"""

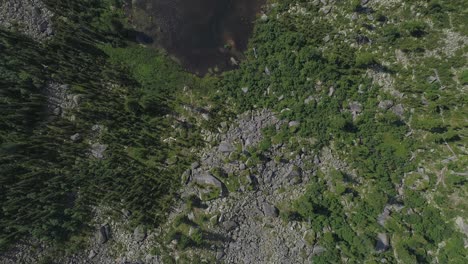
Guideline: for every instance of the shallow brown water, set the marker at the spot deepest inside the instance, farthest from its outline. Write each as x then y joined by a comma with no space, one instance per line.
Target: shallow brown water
201,34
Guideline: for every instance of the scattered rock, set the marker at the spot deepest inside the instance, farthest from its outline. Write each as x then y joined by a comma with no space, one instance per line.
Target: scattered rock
382,218
186,176
398,110
219,254
318,249
126,213
355,108
385,104
331,91
75,137
242,166
97,150
326,9
139,234
225,147
195,165
207,179
270,210
230,225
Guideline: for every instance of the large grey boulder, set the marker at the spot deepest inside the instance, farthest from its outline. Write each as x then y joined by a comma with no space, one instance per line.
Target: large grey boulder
270,210
139,234
398,110
207,179
225,147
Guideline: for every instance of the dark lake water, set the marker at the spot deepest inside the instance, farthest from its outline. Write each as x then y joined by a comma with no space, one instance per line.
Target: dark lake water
201,34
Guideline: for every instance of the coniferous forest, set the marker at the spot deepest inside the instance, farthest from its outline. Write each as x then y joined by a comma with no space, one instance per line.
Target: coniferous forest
97,126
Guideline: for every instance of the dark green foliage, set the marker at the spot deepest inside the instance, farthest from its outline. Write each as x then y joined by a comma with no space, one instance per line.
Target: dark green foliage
49,184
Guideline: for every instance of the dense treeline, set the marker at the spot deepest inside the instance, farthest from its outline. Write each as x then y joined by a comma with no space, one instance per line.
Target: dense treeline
49,184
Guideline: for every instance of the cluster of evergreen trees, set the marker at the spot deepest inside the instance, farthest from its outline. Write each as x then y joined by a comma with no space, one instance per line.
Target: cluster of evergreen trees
48,183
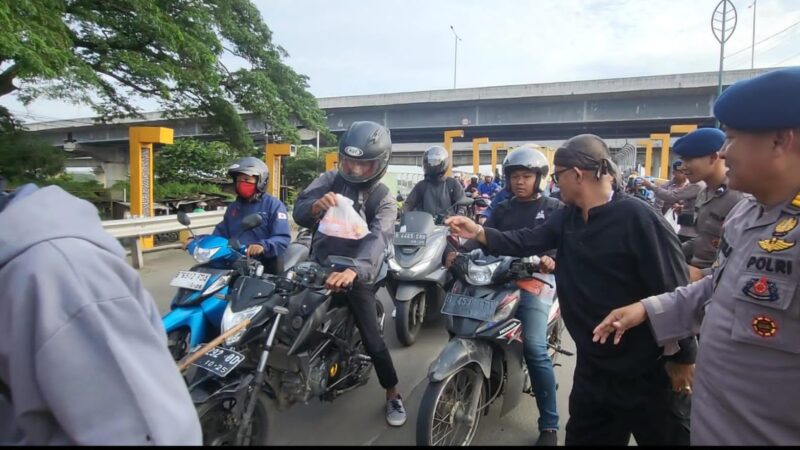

"""

# [WHAT IS NEEDED]
Without changing a word, retype every entry above, but drop its pictures.

# [FINISHED TASK]
Guideline: for every instance of the shallow brown water, set the marker at the spot deepest inside the instance, farthest from its outline. Write each as x then y joined by a comma with no space, one instance per line.
Target: shallow brown water
201,34
Guideline: for every instance of the scattered rock, set the marker at the spot deepest inside the instance, farthest from its outline. Write each as x then y joined by a comma with no space, one instance per line.
Target: scattered rock
382,218
186,176
398,110
219,254
318,249
126,213
355,108
385,104
331,91
75,137
242,166
97,150
326,9
139,234
225,147
195,165
207,179
270,210
230,225
Guideline: for every instance of the large grey boulder, set the marker at the spot deepest inside the instance, farthest from its outline. Write each as x then y joined by a comma with no space, one instance per line.
Target: large grey boulder
270,210
139,234
398,110
207,179
225,147
Guideline: for every instance of the dark lake water, set the marker at the spot deepest inside the instance, farthest from its outline. Write each as x then y joined by a comma with no space, one instance per line.
Target: dark lake water
201,34
Guideline: for every instance of the coniferous forest, set the marker at the spot deepest inside the instance, farthest from its outline. Write each as x then y joined by a comma with no space, one instance per line.
Target: coniferous forest
97,126
Guideline: for every instance of the dark green foliage, set the marker at the spot deepest inside the instance, farthest from its outline. Write each as x then y joined by a comma with no space, one instance per line.
Target: dark green foliage
49,184
Guideline: for every instance of the dense treeline, set the marker at the spot deepest inside the instance, farthest from its outline. Write each as x then y joined by a comma with no space, one instance per line.
Target: dense treeline
49,184
Guideline: for every instance of the cluster of evergreen trees, set the marker at the spot deepest inside the instance, farthest from its outline. Write each as x then y joined by a comma with no space, one instance per line.
Target: cluster of evergreen trees
48,183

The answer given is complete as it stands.